───── Document segment

Fletcher's Purple Island.

"Envy, (says Lord Bacon) has no holidays." There cannot perhaps be a more lively and striking description of the miserable state of mind those endure, who are tormented with this vice. A spirit of emulation has been supposed to be the source of the greatest improvements; and there is no doubt but the warmest rivalship will produce the most excellent effects; but it is to be feared, that a perpetual state of contest will injure the temper so essentially, that the mischief will hardly be counterbalanced by any other advantages. Those, whose progress is the most rapid, will be apt to despise their less successful competitors, who, in return, will feel the bitterest resentment against their more fortunate rivals. Among persons of real goodness, this jealousy and contempt can never be equally felt, because every advancement in piety will be attended with a proportionable increase of humility, which will lead them to contemplate their own improvements with modesty, and to view with charity the miscarriages of others.

When an envious man is melancholy, one may ask him, in the words of Bion, what evil has befallen himself, or what good has happened to another? This last is the scale by which he principally measures his felicity, and the very smiles of his friends are so many deductions from his own happiness. The wants of others are the standard by which he rates his own wealth, and he estimates his riches, not so much by his own possessions, as by the necessities of his neighbours.

When the malevolent intend to strike a very deep and dangerous stroke of malice, they generally begin the most remotely in the world from the subject nearest their hearts. They set out with commending the object of their envy for some trifling quality or advantage, which it is scarcely worth while to possess: they next proceed to make a general profession of their own good-will and regard for him: thus artfully removing any suspicion of their design, and clearing all obstructions for the insidious stab they are about to give; for who will suspect them of an intention to injure the object of their peculiar and professed esteem? The hearer's belief of the fact grows in proportion to the seeming reluctance with which it is told, and to the conviction he has, that the relater is not influenced by any private pique, or personal resentment; but that the confession is extorted from him sorely against his inclination, and purely on account of his zeal for truth.

──────────
───── Dataset excerpts

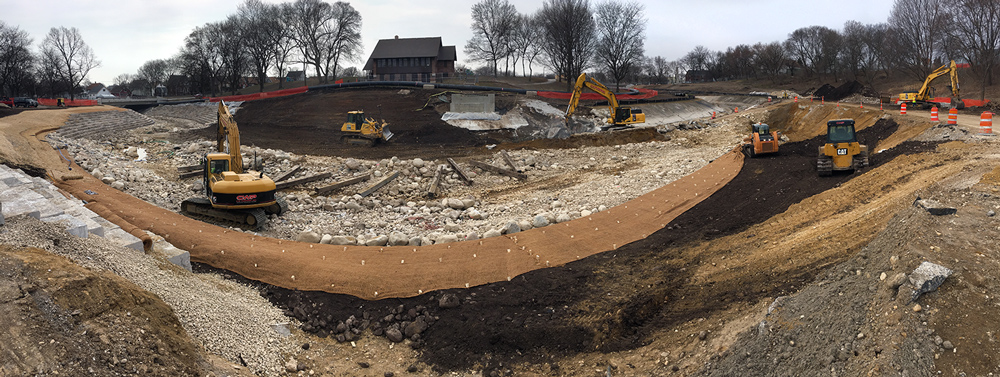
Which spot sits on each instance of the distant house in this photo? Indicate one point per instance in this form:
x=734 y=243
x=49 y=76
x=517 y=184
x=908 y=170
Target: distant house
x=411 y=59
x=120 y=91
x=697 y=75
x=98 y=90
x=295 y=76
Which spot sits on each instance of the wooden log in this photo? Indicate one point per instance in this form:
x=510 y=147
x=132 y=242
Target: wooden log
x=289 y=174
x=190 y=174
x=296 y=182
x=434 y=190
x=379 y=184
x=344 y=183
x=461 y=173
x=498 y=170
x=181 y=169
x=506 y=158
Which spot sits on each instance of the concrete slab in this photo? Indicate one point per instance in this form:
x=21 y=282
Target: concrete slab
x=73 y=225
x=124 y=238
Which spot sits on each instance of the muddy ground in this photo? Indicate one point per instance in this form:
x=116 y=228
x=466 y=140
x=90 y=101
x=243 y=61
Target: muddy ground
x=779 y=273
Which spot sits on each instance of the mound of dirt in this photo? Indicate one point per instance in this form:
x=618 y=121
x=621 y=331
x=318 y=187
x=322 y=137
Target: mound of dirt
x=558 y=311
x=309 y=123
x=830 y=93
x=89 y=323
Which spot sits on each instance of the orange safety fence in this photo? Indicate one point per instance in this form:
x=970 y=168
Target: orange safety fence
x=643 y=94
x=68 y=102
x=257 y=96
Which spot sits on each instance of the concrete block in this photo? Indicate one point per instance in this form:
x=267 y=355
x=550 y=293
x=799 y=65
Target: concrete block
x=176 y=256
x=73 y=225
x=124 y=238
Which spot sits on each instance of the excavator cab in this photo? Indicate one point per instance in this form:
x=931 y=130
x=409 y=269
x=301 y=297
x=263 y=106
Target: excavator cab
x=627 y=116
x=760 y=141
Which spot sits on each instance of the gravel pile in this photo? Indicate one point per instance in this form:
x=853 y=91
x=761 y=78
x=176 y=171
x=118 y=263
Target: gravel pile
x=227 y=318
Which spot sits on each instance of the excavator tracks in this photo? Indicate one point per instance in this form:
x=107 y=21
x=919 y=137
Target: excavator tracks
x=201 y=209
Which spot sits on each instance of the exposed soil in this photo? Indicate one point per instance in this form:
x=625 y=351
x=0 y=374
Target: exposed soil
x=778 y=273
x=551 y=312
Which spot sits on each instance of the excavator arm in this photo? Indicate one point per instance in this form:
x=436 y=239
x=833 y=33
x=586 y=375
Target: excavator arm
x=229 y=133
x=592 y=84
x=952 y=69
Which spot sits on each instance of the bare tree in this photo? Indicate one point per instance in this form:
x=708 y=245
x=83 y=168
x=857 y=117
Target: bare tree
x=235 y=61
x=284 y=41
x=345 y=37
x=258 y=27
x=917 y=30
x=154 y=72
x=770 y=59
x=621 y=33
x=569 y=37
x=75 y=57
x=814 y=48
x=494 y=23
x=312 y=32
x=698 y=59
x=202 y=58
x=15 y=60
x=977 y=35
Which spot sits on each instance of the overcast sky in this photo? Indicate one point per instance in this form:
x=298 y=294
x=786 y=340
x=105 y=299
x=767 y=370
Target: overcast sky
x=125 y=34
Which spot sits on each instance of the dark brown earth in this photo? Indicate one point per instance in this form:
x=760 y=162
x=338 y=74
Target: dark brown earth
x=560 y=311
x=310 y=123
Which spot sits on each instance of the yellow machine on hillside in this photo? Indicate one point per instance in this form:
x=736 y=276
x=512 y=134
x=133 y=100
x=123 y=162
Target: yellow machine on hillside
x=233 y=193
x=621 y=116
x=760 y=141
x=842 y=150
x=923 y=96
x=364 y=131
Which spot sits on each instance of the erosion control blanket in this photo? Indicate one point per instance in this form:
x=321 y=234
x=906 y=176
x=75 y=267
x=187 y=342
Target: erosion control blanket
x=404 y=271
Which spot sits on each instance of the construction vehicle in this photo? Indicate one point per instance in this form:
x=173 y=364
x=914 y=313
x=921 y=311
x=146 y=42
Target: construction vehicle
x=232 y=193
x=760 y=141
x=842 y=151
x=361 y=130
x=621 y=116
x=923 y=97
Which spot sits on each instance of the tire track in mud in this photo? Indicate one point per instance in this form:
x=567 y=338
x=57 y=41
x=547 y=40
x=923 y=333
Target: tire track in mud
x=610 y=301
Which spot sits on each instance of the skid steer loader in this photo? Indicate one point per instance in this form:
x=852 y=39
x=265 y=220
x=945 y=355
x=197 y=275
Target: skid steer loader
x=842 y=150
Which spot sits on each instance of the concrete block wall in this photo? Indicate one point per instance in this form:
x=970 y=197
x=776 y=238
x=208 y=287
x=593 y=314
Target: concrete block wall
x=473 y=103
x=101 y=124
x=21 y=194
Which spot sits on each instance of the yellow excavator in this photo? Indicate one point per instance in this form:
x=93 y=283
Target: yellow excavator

──────────

• **Task description**
Reproduce the passage on envy between "When an envious" and "of his neighbours.", inclusive.

• **The completed task**
When an envious man is melancholy, one may ask him, in the words of Bion, what evil has befallen himself, or what good has happened to another? This last is the scale by which he principally measures his felicity, and the very smiles of his friends are so many deductions from his own happiness. The wants of others are the standard by which he rates his own wealth, and he estimates his riches, not so much by his own possessions, as by the necessities of his neighbours.